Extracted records
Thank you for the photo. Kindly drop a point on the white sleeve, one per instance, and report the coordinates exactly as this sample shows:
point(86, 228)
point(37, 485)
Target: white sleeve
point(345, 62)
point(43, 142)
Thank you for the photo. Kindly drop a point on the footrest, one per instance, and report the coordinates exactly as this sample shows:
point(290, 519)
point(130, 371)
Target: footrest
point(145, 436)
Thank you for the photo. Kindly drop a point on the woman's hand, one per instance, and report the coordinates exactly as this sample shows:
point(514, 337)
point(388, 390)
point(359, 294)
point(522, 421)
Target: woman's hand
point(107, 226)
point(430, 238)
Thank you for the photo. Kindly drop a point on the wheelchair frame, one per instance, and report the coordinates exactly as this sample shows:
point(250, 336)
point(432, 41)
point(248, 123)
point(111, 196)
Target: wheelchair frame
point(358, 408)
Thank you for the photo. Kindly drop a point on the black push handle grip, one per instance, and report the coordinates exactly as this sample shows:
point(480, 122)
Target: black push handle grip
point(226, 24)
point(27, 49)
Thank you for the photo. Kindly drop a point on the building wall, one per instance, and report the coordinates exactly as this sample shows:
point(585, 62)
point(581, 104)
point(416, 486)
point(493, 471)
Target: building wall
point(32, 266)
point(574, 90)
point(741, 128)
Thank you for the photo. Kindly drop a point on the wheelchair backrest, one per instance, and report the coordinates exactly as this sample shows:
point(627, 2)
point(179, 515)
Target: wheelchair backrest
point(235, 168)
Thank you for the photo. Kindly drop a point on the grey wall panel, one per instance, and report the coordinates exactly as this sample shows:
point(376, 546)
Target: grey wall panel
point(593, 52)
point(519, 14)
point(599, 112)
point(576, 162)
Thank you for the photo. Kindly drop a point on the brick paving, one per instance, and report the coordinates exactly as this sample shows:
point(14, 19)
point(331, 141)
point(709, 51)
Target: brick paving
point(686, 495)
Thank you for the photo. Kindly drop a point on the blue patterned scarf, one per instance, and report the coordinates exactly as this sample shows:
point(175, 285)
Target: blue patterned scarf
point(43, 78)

Assignment
Write out all the records above again, exactly as they stand.

Response for this exercise
Thank you for the photo. Kindly drop a point on the white sleeve, one per instance, and report the coordinates exactly as this sample shows:
point(86, 228)
point(37, 485)
Target: white sleeve
point(345, 62)
point(43, 142)
Thank you for the photo. Kindly drop a point on the footrest, one per instance, and report the coordinates exactly as this sample shows:
point(290, 519)
point(130, 371)
Target: footrest
point(145, 436)
Thank you for the photo. Kindly drop a point on the woman's hand, one per instance, and report the coordinates exactly as this sample shows:
point(514, 337)
point(388, 390)
point(359, 294)
point(522, 421)
Target: woman's hand
point(107, 226)
point(430, 238)
Thank you for the photo. Kindly drop a point on the wheelchair frame, one per instance, and report the coordinates exactly as this sample shows:
point(250, 336)
point(432, 41)
point(248, 123)
point(111, 196)
Target: wheelchair frame
point(358, 408)
Thank you for the photo. Kindly drop a point on the black push handle grip, one per instance, and report the coordinates exactly as this sample shows:
point(480, 122)
Target: black push handle grip
point(226, 24)
point(27, 49)
Thank you for the photo. Kindly drop a point on the building wall, one per instance, and report the coordinates exactly as this sample shows:
point(585, 62)
point(581, 104)
point(416, 486)
point(493, 471)
Target: building wall
point(32, 266)
point(574, 90)
point(741, 128)
Thank you for the photo. Kindly drop a point on the wheelchair backrest, one per instance, and report the coordinates exactly as this sample shows:
point(627, 2)
point(179, 515)
Target: wheelchair backrest
point(235, 168)
Thank you for the photo. Kindly drop a point on the grey wall panel, one per instance, and report the coordinates exactly as this sample shows:
point(376, 546)
Target: grey wall panel
point(593, 52)
point(519, 14)
point(599, 112)
point(576, 162)
Thank you for the photo. Kindly drop a point on the brick paving, one per instance, and report the coordinates exactly as this sample shows:
point(14, 19)
point(331, 141)
point(709, 51)
Target: brick paving
point(686, 495)
Thank you for the photo. Kindly drop a point on the blue patterned scarf, one per instance, and report the coordinates exactly as this sample shows:
point(175, 285)
Target: blue patterned scarf
point(43, 78)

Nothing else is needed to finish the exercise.